▶ **Document extract**
****************

# Got my 13G salty all setup :) will post pics as it cycles and the rock comes alive



## MEDHBSI (Sep 4, 2011)

So after an entire day of driving all over town to get my new lights from Frank at AQ.LED and my dead rock from Dave in port moody my tank is setup and cycling!! I also added cycle and a prawn in a mesh bag to help along the cycle. I will add a new pic every 2 weeks or so 







Boiling the rocks






Added the substrate






Built my rock formation with a drill and some zap straps






Attached my LED lighting it has cloud and lightning settings (from AQ.LED)






Heater and thermometer installed

Video ADDED!!! ||
||
V


----------



## scott tang (Jan 29, 2012)

looks good should be a nice tank have you added stability yet it will help with cycle


----------



## MEDHBSI (Sep 4, 2011)

scott tang said:


> looks good should be a nice tank have you added stability yet it will help with cycle


I sure did  I will be adding it evey day until I'm cycled


----------



## monkE (Aug 4, 2010)

Looks great! that light is kinda perfect for the foot print! Frank has some great stuff over there


----------



## Claudia (Apr 21, 2010)

I sure like the light, tank is looking good too. Can wait to c frags and fish in it  maybe sea horses?


----------



## scott tang (Jan 29, 2012)

LOL ya do sea horses


----------



## dabandit1 (Dec 6, 2010)

Cool tank,nice light


----------



## waynet (Apr 22, 2010)

fancy tank.


----------



## davej (Apr 28, 2010)

Looking good so far, will keep an eye out for updates.


----------



## Claudia (Apr 21, 2010)

Any update? pic updates are so much better too just saying


----------



## MEDHBSI (Sep 4, 2011)

Added some live rock from Claudia hopefully i will start seeing some seeding going on  My tank is almost cycled as well thanks to adding stability


----------



## monkE (Aug 4, 2010)

****************

▶ **Recorded data**
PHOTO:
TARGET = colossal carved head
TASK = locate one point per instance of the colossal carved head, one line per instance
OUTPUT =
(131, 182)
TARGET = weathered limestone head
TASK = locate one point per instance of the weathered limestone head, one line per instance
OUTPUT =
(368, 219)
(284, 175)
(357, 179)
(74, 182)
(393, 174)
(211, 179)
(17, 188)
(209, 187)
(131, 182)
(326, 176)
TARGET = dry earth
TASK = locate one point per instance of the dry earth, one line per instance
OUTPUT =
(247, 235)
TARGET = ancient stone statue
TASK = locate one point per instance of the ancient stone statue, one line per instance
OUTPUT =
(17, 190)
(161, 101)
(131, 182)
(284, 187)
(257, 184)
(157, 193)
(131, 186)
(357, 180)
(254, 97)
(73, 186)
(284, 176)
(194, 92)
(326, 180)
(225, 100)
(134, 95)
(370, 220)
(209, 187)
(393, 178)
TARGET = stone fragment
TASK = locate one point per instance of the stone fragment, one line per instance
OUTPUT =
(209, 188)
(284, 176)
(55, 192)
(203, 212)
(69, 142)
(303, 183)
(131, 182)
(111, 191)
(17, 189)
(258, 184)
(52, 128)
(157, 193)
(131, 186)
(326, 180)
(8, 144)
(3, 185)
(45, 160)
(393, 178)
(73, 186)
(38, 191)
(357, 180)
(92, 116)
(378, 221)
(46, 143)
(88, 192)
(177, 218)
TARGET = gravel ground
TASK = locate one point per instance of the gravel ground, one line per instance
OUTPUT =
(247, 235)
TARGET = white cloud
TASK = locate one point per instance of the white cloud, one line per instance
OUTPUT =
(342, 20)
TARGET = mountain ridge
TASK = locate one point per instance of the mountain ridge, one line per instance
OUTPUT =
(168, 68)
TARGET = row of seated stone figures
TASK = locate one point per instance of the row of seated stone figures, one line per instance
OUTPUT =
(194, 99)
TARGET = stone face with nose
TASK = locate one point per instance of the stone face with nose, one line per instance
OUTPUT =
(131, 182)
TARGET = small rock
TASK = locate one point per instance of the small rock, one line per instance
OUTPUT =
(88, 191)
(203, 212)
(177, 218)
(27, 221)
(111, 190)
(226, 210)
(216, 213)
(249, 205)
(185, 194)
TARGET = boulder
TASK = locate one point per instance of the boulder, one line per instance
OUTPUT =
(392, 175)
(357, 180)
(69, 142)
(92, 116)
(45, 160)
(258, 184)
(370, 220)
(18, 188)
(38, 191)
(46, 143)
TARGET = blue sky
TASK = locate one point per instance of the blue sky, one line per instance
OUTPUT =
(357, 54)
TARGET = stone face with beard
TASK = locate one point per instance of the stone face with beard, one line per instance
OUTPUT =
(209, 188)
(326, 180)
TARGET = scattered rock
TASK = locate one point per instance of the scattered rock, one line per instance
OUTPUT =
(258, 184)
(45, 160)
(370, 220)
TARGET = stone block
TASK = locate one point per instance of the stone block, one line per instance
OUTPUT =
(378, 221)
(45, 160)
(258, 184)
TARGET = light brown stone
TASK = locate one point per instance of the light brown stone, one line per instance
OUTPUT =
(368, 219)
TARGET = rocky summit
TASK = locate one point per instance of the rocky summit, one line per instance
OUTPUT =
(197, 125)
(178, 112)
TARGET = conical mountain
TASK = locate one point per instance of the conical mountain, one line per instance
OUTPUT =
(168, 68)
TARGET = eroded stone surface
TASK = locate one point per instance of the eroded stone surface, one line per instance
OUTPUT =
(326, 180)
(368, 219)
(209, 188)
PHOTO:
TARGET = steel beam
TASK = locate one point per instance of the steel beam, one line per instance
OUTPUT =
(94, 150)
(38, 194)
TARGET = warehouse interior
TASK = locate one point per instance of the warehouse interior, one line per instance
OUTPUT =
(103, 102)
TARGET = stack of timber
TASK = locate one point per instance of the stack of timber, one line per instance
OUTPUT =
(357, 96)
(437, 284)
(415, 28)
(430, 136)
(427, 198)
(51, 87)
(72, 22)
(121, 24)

****************

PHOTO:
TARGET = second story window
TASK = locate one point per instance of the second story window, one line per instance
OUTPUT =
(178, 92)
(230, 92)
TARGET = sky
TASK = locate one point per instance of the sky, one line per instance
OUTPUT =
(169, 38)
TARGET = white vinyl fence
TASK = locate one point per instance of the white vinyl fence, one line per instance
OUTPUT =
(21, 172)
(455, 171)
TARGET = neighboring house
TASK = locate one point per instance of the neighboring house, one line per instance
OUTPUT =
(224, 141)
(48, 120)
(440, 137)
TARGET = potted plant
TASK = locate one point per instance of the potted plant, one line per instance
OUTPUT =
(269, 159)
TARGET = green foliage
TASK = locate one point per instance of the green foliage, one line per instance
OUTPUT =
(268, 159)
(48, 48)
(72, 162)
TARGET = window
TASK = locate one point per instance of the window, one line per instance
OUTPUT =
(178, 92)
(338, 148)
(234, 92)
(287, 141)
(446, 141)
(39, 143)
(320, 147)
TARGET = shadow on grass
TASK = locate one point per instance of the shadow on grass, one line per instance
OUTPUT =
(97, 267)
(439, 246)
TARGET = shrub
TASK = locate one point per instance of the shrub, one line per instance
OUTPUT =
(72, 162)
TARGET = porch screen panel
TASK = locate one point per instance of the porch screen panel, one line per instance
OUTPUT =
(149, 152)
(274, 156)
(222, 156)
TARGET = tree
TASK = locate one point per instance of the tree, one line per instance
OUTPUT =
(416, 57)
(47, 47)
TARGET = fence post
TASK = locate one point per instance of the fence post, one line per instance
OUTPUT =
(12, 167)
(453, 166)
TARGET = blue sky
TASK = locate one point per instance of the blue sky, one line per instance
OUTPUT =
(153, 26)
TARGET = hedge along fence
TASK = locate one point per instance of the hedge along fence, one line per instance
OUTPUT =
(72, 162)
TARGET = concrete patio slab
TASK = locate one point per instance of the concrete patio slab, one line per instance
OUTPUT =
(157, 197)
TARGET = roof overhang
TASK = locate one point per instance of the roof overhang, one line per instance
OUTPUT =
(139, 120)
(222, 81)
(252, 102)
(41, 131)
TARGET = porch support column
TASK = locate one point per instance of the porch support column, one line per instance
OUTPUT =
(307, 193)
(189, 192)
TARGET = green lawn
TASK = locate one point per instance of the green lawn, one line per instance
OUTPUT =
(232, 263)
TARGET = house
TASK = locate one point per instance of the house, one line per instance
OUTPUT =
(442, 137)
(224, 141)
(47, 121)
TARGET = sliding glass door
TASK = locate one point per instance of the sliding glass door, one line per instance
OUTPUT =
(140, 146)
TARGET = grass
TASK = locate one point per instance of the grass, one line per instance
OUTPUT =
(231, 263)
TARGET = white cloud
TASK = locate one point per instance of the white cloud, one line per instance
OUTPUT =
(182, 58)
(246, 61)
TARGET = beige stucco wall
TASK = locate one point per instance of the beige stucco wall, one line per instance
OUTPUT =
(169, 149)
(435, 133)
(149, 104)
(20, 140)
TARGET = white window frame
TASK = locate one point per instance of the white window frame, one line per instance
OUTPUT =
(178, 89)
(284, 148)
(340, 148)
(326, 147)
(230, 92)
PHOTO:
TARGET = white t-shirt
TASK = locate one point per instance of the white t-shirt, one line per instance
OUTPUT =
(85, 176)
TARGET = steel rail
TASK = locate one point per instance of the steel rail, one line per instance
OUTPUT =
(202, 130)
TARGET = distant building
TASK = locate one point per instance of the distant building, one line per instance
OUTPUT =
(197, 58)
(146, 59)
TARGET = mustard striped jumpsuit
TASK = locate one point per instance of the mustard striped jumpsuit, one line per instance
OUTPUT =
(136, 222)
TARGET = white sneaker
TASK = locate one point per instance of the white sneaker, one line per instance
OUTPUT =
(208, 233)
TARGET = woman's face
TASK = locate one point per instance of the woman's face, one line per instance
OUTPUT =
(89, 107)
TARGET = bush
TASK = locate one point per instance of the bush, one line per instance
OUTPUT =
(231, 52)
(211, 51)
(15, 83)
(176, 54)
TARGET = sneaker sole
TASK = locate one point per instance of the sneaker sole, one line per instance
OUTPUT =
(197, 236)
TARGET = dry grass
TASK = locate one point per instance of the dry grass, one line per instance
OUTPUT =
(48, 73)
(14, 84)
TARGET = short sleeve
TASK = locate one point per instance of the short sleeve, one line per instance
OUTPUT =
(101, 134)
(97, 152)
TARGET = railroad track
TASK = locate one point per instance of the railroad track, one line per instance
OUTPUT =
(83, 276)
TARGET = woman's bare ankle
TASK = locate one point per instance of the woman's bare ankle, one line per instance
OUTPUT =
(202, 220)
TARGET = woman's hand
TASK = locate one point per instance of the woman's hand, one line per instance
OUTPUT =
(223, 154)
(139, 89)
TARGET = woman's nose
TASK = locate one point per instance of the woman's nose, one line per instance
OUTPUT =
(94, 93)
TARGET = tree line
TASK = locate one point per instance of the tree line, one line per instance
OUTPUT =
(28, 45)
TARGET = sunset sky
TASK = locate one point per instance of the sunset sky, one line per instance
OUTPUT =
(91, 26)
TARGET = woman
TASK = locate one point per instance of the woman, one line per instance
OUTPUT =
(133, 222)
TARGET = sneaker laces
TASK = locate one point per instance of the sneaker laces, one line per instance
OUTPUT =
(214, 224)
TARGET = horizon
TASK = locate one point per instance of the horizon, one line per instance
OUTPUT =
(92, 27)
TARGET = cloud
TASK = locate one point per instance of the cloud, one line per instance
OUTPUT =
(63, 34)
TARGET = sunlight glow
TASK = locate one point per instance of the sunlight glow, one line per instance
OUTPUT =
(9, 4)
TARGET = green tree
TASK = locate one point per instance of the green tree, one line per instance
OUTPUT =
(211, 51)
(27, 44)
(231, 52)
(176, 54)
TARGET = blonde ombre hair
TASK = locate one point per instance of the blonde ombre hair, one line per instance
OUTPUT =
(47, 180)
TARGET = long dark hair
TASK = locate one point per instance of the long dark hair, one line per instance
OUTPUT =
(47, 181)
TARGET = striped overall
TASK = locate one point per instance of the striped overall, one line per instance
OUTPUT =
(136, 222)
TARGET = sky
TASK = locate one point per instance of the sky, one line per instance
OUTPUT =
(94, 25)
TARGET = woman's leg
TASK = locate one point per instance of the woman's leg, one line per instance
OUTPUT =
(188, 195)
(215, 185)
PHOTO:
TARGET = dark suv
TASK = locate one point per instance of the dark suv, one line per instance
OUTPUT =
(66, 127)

****************

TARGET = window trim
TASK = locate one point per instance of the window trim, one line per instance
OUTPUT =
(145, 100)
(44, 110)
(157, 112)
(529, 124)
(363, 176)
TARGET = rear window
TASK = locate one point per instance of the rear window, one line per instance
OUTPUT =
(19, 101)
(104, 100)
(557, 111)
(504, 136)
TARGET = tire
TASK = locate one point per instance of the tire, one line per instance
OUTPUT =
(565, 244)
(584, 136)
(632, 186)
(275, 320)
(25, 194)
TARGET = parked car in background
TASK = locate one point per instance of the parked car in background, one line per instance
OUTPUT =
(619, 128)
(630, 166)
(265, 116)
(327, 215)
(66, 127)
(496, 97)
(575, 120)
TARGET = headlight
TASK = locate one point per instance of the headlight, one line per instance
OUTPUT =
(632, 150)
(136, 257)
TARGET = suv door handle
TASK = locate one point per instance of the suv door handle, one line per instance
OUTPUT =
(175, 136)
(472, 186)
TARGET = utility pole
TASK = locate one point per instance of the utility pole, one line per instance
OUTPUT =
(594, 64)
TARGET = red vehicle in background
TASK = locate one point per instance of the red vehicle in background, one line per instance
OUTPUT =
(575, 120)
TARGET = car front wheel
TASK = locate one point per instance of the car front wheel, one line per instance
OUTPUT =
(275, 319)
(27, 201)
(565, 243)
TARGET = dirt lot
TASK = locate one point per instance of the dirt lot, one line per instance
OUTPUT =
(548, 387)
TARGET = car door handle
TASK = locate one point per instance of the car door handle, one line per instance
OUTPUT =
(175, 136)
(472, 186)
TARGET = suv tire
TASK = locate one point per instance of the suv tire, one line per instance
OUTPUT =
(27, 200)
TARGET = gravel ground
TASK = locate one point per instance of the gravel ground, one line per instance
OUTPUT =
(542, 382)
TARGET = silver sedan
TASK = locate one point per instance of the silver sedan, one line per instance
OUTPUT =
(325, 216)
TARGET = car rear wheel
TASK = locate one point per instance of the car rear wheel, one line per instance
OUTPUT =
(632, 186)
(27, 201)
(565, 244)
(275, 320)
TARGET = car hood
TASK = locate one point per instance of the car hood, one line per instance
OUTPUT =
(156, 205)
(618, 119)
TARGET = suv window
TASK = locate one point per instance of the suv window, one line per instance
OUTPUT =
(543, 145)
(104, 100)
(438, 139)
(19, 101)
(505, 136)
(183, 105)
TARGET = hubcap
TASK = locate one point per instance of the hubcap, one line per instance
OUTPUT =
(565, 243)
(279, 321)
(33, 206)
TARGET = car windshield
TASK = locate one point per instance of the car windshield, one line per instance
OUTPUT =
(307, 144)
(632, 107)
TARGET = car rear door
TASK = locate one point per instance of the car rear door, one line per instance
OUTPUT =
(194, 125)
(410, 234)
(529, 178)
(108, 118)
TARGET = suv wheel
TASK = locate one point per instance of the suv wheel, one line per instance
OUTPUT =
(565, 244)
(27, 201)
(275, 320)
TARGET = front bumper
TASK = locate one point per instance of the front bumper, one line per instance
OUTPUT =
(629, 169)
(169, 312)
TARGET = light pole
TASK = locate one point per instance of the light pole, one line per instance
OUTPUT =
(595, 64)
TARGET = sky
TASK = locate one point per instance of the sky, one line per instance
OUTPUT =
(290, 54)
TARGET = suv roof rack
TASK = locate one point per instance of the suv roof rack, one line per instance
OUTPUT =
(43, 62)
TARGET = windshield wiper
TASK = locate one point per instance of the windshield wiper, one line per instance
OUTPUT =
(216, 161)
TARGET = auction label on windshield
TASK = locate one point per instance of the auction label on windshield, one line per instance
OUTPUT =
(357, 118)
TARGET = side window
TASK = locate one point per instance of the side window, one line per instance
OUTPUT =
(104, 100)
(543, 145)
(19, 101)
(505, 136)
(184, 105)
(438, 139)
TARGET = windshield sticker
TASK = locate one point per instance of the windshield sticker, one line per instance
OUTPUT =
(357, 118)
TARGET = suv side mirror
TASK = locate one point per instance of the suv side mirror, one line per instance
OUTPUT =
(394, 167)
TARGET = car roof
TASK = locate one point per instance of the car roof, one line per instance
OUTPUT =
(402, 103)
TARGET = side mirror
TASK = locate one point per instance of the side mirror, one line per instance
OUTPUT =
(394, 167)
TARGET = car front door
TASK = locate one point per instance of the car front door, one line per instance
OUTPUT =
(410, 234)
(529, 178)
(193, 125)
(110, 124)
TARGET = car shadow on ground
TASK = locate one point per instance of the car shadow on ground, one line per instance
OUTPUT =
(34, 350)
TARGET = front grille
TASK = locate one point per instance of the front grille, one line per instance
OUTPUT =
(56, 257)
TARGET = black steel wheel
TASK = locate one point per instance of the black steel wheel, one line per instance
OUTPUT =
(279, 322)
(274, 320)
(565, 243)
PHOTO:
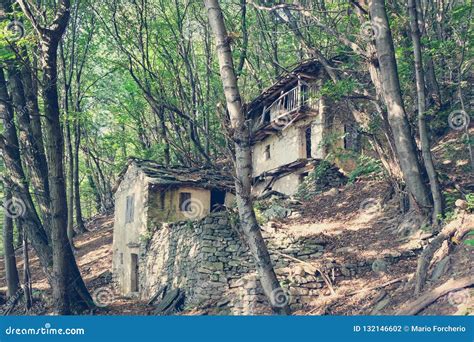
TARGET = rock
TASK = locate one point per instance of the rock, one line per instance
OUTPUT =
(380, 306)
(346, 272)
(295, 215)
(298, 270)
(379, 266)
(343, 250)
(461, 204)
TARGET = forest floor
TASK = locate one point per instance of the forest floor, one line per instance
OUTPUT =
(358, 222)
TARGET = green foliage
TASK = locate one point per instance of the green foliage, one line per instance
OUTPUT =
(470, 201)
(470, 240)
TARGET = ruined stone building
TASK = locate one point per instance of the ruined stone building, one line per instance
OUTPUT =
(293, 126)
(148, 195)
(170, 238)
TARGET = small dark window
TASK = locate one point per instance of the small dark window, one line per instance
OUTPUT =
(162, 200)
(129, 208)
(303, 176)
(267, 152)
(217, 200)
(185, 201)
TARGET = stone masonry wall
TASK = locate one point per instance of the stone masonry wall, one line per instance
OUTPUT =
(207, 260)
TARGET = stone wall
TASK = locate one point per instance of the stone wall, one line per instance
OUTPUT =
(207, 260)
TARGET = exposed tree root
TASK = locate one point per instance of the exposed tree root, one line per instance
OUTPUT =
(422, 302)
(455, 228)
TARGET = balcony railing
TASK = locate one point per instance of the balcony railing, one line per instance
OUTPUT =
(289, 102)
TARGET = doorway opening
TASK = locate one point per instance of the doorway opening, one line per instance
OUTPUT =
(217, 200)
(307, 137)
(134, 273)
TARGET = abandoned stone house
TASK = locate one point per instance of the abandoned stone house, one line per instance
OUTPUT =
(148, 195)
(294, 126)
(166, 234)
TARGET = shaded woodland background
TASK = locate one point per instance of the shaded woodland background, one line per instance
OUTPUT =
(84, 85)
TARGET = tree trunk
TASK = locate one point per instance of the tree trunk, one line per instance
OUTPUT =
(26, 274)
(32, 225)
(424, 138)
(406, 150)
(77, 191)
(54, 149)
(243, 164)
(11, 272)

****************

▶ **Tasks to carry out**
1. Answer these questions about the saltwater tank forum thread.
(a) From whom did MEDHBSI get the new lights?
(b) What did MEDHBSI use to build the rock formation?
(c) Who supplied the live rock that MEDHBSI added later?
2. Carry the saltwater tank forum thread forward from its final post header.

▶ **Solved tasks**
1.
(a) Frank at AQ.LED
(b) A drill and some zap straps
(c) Claudia

2.
looks good! like the rock setup, that cave will be a perfect hangout for a cleaner shrimp... gotta love stability! use it on all my setups, though i didn't do it on my salty one


----------



## MEDHBSI (Sep 4, 2011)

monkE said:


> looks good! like the rock setup, that cave will be a perfect hangout for a cleaner shrimp... gotta love stability! use it on all my setups, though i didn't do it on my salty one


Thanks I probably put all my rocks together 20 times before i found what i wanted  and yea I can't wait until i can put a cleaner shrimp in there!


----------



## hondas3000 (Apr 22, 2010)

I went to JLaquatics on Saturday and I change my mind on small setup as there are so many nice looking fish. I know I can't stop myself from buying fish so now I need to save up for 120G and up so there are room for fish to swim . Will pm you for advice on reef setup Jason as I am totally noob when it comes to reef.


----------



## MEDHBSI (Sep 4, 2011)

Added a video!!!!!


----------



## Claudia (Apr 21, 2010)

Looking good, soon is going to b full of corals


----------



## Nicole (Nov 21, 2011)

Soon to be a bigger hole in your wallet  It's addicting no matter the cost! Splurged almost $400 in the last two weeks..good thing my partner wasn't there to nag me 
Anyways nice start! What kind of lights did you get? Looks like it penetrates pretty well.
Is your tank cycled yet? I might have some live rubble if you need. Hurry and get your tank ready for corals, I want another group buy 



Claudia said:


> Looking good, soon is going to b full of corals


----------



## MEDHBSI (Sep 4, 2011)

Yes the tank is fully cycled  My light is 4 10w LED's with full controllable timers and lightning thats why it penetrates so well it has the power to burn everything in there if its set to high. I got it because I didn't want limitations on what i could grow just because of the light. Its home made by a friend of seahorse_fanatic's suuuuuuch a good price too.



Nicole said:


> Soon to be a bigger hole in your wallet  It's addicting no matter the cost! Splurged almost $400 in the last two weeks..good thing my partner wasn't there to nag me
> Anyways nice start! What kind of lights did you get? Looks like it penetrates pretty well.
> Is your tank cycled yet? I might have some live rubble if you need. Hurry and get your tank ready for corals, I want another group buy


----------



## MEDHBSI (Sep 4, 2011)

Can you spot the new frags


----------



## JTang (Apr 21, 2010)

Hey how's your tank doing? Any updates? And yes, I recognize that huge "frag" of bright green monti!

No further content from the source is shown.